#### [Assignment]
Where the word "element" shows up in a line below, that line is counted. State how many lines are counted, without any other words.

#### [Extracted material]
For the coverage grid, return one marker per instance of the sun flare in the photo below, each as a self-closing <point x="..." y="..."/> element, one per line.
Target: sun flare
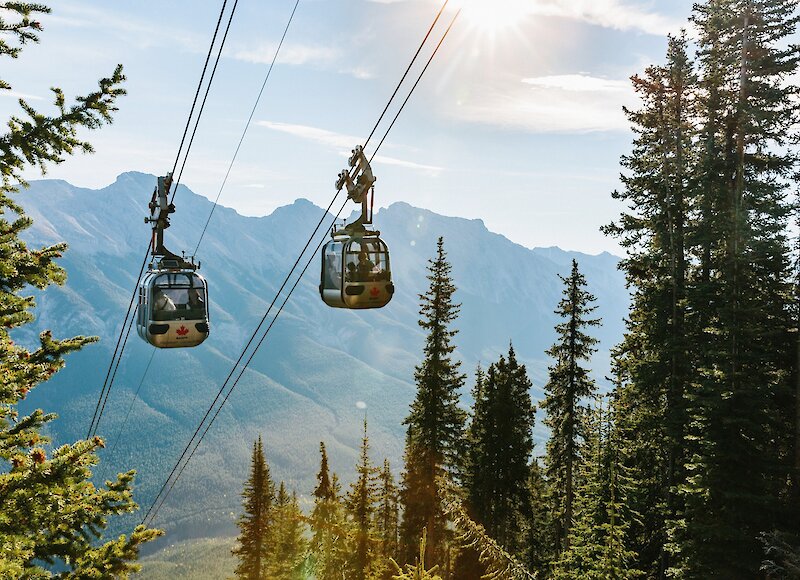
<point x="494" y="16"/>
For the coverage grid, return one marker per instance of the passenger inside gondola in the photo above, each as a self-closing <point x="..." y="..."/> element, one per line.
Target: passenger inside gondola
<point x="365" y="267"/>
<point x="163" y="304"/>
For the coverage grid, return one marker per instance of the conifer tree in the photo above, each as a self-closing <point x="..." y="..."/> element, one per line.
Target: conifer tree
<point x="51" y="514"/>
<point x="418" y="570"/>
<point x="500" y="446"/>
<point x="436" y="423"/>
<point x="329" y="528"/>
<point x="361" y="505"/>
<point x="497" y="563"/>
<point x="654" y="359"/>
<point x="540" y="541"/>
<point x="387" y="518"/>
<point x="288" y="545"/>
<point x="597" y="539"/>
<point x="568" y="385"/>
<point x="255" y="541"/>
<point x="739" y="445"/>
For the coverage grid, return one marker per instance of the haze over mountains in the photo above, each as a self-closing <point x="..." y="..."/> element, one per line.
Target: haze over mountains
<point x="319" y="367"/>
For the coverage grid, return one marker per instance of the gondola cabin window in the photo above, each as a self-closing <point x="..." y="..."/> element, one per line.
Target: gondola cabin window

#### [Exercise answer]
5